Reproduce the entries in full, with no changes.

## begin DATA FOR PROCESSING

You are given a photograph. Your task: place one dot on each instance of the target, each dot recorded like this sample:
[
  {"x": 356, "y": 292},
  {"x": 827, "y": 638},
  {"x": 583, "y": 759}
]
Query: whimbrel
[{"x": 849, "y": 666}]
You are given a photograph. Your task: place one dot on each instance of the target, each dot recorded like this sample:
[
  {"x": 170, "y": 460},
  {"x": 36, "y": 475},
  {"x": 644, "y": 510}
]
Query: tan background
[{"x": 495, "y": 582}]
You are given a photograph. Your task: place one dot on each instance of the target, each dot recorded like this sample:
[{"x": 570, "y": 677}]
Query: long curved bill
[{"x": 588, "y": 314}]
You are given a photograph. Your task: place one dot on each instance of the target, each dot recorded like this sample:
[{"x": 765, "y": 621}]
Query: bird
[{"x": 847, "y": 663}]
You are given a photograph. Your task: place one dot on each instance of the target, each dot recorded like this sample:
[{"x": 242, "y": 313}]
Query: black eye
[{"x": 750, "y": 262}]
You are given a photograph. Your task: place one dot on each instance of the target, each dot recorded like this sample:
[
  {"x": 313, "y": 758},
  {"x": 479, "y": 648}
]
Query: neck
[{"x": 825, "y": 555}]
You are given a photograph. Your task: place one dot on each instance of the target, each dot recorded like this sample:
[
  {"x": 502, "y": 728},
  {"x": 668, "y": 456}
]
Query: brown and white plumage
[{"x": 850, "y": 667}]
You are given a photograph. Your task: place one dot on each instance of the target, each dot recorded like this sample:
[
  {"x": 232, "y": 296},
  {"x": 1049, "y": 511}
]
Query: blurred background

## end DATA FOR PROCESSING

### WRITTEN RESPONSE
You are given a photograph. Your task: place one dot on each instance of the target, each dot recorded like this sample:
[
  {"x": 356, "y": 292},
  {"x": 827, "y": 638},
  {"x": 583, "y": 759}
]
Query: whimbrel
[{"x": 849, "y": 666}]
You are given a photograph. Your task: place one dot on each instance of the target, each dot recorded like this sample:
[
  {"x": 170, "y": 460},
  {"x": 36, "y": 475},
  {"x": 644, "y": 510}
]
Query: tan background
[{"x": 495, "y": 582}]
You are given a photograph. Your task: place one dot on each instance of the target, each dot recorded like this sample:
[{"x": 570, "y": 677}]
Query: long curved bill
[{"x": 588, "y": 314}]
You are given a photograph. Your task: place one dot on each instance of the target, each dot recorded like this sample:
[{"x": 765, "y": 621}]
Query: bird
[{"x": 847, "y": 663}]
You are given a photograph. Your task: place one dot on each instance of the target, each dot recorded like this sample:
[{"x": 242, "y": 313}]
Query: black eye
[{"x": 750, "y": 262}]
You are given a photograph. Your task: place one dot on each instance of the target, each dot recorded like this sample:
[
  {"x": 313, "y": 758},
  {"x": 479, "y": 648}
]
Query: neck
[{"x": 825, "y": 555}]
You are given a photograph. Your task: place one dot on each instance of the target, each dot recorded like this sample:
[
  {"x": 502, "y": 728},
  {"x": 668, "y": 456}
]
Query: brown and white plumage
[{"x": 850, "y": 667}]
You are given a photograph. Your task: place one dot on each instance of the target, each dot recorded like this sample:
[
  {"x": 232, "y": 296},
  {"x": 1049, "y": 511}
]
Query: blurred background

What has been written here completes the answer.